* **DATA SUPPLIED**:
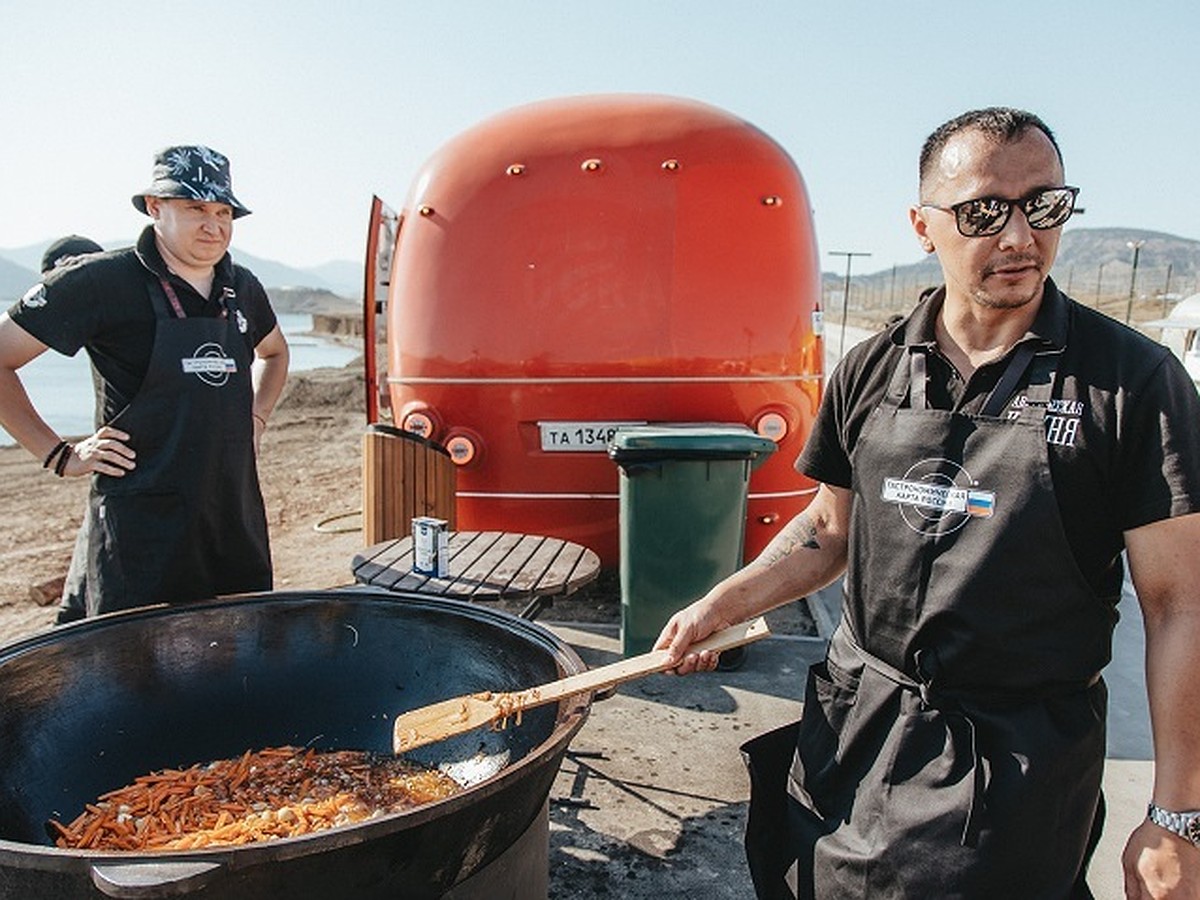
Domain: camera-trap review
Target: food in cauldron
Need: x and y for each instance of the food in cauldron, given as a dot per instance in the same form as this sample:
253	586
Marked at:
279	792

* **AIM OF THE TASK**:
Rewrite every line of the rows above, requests included, and shift each answer coordinate by adding 114 to it. Leave the pictures out.

* **SOLUTION**:
Domain: camera-trap review
Target: food in cauldron
Need: x and y for each instance of the food in cauldron, given as a dot per instance in the same form as this sample:
253	586
Marked at:
393	906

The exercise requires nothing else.